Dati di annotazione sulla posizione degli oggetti
'''

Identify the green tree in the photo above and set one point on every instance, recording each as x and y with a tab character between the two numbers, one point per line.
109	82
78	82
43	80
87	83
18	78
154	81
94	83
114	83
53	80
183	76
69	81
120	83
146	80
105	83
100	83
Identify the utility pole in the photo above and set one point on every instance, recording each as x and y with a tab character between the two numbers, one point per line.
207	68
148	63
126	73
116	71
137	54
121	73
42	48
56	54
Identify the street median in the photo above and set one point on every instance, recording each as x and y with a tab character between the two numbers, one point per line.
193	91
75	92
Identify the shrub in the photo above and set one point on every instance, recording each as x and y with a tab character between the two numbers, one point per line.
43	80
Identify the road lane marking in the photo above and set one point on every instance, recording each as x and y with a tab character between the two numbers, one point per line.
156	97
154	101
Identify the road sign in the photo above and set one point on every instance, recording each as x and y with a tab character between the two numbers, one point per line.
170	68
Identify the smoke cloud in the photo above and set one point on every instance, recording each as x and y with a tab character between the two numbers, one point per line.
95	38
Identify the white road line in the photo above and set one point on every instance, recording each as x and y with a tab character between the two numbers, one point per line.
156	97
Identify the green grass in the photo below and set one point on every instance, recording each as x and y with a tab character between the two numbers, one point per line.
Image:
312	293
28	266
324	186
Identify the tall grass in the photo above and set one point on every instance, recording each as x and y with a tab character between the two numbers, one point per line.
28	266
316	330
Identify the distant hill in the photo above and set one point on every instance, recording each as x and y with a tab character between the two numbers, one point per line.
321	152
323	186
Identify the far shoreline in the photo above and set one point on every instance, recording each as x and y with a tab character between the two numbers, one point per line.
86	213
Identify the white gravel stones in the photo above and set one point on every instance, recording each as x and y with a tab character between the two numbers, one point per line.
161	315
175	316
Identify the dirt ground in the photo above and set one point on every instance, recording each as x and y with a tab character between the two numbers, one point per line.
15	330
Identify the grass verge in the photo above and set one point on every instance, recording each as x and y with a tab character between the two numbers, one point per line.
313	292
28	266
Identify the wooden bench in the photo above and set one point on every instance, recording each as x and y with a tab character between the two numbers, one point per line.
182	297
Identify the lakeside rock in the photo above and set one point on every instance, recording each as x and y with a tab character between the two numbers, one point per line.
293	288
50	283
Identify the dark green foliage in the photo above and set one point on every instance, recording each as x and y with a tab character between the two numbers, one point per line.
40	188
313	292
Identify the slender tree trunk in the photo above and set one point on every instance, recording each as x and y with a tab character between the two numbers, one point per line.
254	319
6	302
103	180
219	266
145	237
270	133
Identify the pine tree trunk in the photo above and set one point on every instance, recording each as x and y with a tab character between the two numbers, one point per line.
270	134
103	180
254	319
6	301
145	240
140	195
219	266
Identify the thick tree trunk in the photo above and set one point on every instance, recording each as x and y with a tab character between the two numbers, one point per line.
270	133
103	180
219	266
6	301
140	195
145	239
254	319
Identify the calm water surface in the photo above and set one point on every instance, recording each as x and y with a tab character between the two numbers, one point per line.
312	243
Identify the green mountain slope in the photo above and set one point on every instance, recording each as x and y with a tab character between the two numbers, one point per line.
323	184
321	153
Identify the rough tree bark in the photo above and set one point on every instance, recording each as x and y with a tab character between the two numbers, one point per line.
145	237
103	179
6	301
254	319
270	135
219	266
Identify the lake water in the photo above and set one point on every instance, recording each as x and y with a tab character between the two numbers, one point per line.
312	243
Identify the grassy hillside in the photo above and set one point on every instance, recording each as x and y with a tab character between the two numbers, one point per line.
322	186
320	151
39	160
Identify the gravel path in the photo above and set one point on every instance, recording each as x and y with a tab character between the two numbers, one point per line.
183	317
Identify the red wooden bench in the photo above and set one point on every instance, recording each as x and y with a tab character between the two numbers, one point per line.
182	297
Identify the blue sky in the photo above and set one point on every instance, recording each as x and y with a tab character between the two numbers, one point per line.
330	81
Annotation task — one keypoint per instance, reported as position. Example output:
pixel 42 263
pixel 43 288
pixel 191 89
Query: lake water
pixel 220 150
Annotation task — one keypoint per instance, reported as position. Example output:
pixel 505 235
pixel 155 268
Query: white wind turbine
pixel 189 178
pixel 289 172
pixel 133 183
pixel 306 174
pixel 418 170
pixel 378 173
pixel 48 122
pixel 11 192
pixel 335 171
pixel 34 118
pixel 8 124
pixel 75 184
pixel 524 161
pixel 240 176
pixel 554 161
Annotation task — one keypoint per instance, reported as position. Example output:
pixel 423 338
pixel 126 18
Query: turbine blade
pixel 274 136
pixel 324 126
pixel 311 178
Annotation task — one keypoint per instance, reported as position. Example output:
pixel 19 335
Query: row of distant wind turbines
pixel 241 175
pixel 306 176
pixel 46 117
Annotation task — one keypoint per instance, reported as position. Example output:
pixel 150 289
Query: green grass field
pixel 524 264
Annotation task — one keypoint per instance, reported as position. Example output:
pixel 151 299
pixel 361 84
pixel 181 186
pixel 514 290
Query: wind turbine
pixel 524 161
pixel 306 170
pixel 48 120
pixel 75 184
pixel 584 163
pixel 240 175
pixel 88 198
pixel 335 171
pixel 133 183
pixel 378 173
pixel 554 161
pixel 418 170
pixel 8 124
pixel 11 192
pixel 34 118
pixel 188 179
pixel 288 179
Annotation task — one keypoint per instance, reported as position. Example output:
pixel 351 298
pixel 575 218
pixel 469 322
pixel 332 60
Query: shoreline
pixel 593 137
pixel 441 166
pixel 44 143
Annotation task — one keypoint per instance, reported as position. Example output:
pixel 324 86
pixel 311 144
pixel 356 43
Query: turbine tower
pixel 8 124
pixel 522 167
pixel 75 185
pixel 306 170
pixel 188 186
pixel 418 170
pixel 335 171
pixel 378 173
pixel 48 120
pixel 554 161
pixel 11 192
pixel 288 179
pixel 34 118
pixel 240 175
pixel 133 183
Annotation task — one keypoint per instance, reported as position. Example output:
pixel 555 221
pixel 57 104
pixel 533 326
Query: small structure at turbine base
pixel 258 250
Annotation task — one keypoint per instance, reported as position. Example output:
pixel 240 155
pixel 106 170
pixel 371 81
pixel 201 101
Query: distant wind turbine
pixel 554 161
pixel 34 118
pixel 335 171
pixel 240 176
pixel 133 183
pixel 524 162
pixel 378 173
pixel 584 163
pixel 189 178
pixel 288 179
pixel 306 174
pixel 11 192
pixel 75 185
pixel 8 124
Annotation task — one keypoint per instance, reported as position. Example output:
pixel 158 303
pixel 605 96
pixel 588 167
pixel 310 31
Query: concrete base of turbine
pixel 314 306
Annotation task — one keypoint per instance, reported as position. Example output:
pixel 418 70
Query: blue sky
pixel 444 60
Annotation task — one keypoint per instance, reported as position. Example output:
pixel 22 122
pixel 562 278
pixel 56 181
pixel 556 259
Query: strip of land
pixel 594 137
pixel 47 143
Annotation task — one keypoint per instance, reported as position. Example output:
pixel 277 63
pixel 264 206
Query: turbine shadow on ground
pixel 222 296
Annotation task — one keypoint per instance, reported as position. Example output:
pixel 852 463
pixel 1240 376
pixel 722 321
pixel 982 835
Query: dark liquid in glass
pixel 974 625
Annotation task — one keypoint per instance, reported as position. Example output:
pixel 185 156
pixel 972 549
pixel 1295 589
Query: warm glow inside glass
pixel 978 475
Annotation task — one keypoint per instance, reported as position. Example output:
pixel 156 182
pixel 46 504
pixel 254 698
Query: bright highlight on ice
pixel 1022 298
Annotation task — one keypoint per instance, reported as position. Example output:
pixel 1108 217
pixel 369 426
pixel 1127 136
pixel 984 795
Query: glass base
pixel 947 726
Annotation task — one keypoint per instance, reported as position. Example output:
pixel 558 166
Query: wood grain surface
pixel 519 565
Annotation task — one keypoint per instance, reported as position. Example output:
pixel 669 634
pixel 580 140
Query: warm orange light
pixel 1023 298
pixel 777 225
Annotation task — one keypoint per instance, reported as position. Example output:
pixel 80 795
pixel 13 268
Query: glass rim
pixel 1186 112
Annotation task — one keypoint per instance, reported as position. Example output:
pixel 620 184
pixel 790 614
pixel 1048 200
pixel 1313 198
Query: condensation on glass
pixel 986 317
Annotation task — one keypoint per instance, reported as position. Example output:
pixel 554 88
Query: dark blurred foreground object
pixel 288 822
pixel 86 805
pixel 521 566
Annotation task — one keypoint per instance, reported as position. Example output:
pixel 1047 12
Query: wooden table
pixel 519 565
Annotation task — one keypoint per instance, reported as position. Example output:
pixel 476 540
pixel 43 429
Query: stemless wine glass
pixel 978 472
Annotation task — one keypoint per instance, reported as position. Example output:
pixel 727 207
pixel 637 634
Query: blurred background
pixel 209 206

'''

CONSEGNA
Seleziona e copia ogni riga delle voci qui sopra che contiene la parola "blue", distinguendo tra maiuscole e minuscole.

RISPOSTA SCRITTA
Identify the blue sky in the photo above and set one point on every instance, recording each as x and y with a tab character between the two numbers, one point per line.
Query: blue sky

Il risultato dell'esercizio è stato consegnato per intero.